Home Secretary turns back on US hacker
PUBLISHED: 13:17 15 October 2008 | UPDATED: 15:30 07 September 2010
COMPUTER hacker Gary McKinnon has been told he will get no help from the Home Secretary to prevent his extradition to the United States. The former Highgate Wood School pupil, 42, has been accused of causing $700,000 worth of damage by hacking into US com
COMPUTER hacker Gary McKinnon has been told he will get no help from the Home Secretary to prevent his extradition to the United States.
The former Highgate Wood School pupil, 42, has been accused of causing $700,000 worth of damage by hacking into US computer systems
Last month his mother Janis Sharp handed a letter to Home Secretary Jacqui Smith asking for help, especially as he has been diagnosed with Asperger's syndrome which could put his life in danger in a high-security American jail like Guantanamo Bay.
But on Monday the family's legal team was informed the Home Office would be making arrangements for his extradition.

ENTRIES SUPPLIED —
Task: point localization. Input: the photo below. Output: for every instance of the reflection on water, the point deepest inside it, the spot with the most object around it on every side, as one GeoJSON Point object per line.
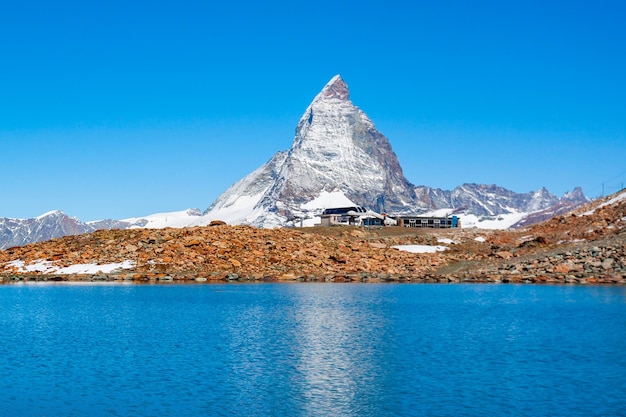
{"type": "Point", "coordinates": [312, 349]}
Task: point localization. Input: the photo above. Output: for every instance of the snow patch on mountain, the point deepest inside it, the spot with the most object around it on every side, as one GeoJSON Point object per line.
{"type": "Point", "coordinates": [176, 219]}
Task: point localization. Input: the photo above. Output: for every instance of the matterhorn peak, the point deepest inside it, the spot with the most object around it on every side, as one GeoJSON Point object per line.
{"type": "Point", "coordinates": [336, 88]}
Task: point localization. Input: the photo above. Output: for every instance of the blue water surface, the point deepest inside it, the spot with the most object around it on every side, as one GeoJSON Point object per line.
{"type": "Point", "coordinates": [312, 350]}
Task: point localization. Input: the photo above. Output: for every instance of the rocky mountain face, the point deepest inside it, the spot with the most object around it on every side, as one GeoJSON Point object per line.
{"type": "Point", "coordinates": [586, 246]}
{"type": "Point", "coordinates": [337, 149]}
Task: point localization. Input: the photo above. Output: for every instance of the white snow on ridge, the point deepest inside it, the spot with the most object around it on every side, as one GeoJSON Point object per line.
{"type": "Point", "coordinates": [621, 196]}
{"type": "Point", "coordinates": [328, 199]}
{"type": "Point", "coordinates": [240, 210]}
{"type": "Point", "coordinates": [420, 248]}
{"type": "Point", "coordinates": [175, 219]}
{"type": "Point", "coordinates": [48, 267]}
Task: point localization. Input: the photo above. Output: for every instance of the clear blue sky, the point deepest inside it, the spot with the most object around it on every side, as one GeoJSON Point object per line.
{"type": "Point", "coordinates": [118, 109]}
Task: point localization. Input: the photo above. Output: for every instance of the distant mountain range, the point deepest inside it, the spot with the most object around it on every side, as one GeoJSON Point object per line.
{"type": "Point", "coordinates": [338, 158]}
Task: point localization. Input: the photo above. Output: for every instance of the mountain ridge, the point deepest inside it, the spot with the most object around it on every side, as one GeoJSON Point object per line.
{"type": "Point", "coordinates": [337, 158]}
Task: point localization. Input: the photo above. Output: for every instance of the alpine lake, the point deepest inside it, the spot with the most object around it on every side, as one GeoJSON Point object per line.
* * *
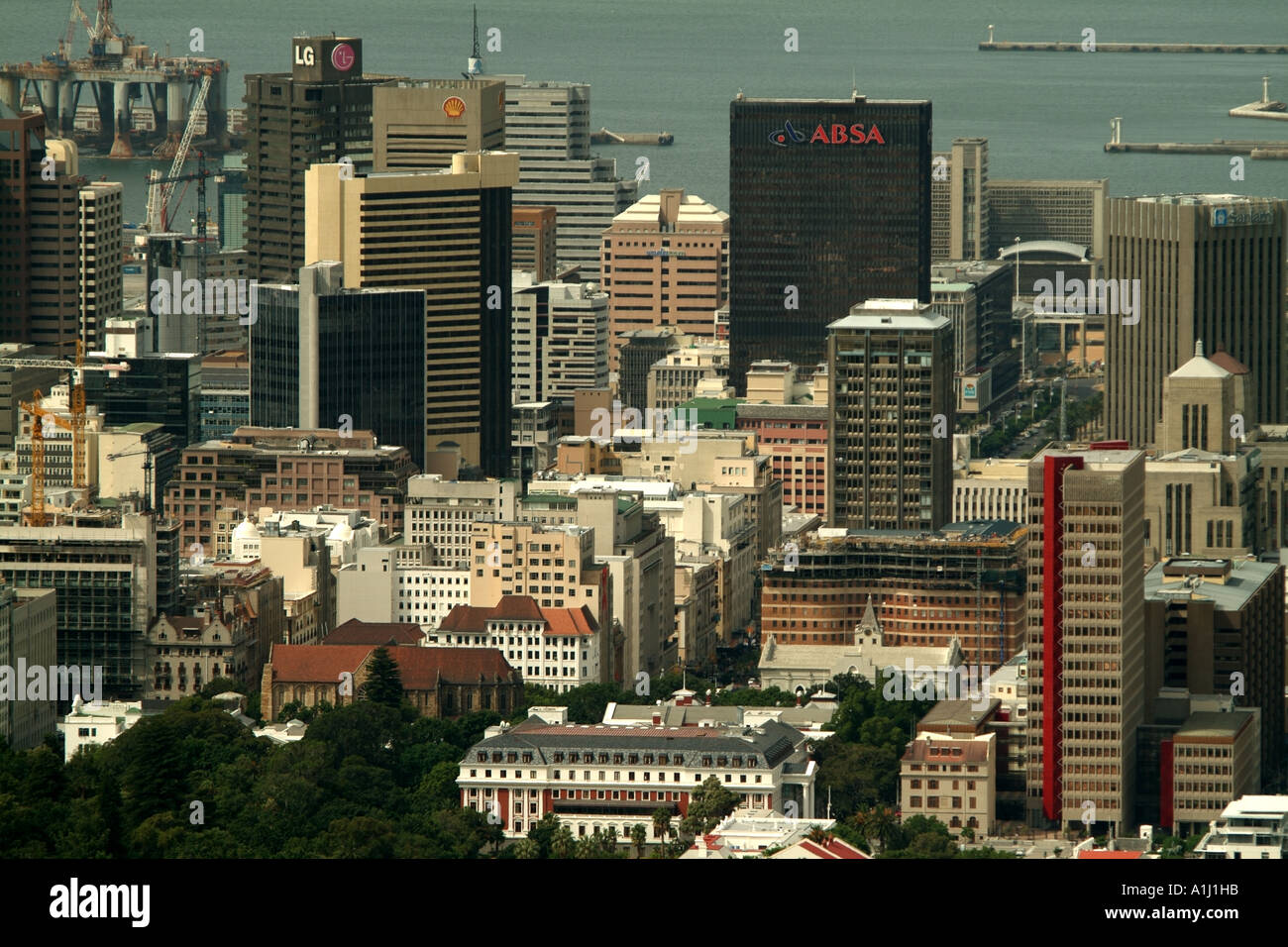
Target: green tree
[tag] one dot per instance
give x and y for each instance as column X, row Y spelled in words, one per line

ASSIGNED TASK 1 —
Answer these questions from the article on Gary McKinnon's extradition.
(a) What amount of damage is he accused of causing?
(b) Who handed a letter to Home Secretary Jacqui Smith last month?
(c) On Monday, what was the family's legal team informed the Home Office would be doing?
ASSIGNED TASK 2 —
Carry on the article about Gary McKinnon's extradition with the paragraphs that would follow its final sentence.

REPLY 1 —
(a) $700,000 worth of damage
(b) His mother, Janis Sharp
(c) Making arrangements for his extradition

REPLY 2 —
Mr McKinnon's solicitor Karen Todner said: "The Secretary of State has advised via the Treasury Solicitors, that despite Mr McKinnon's diagnosis with Asperger's she will now be making arrangements for his extradition.
"She has failed to make any request for repatriation to the UK when other countries make similar requests on behalf of their citizens.
"We are now considering whether or not Mr McKinnon has a further judicial remedy and we are urgently investigating this issue."
On Tuesday Ms Todner was given 72 hours to lodge her application for a judicial review.
In August Mr McKinnon, who was diagnosed with Asperger's syndrome just days before his trial, lost his appeal and has since been awaiting his extradition date ever since.
Since the trial, hundreds of supporters have joined rallies including one organised by the London Autistic Rights Movement, calling for Jacqui Smith to intervene and stop the extradition to America where Mr McKinnon would be treated as a terror suspect.
The hacking is alleged to have taken place in Mr McKinnon's Crouch End home in 2002. He admitted looking at some of America's most sensitive information, but said he was conducting research into UFOs.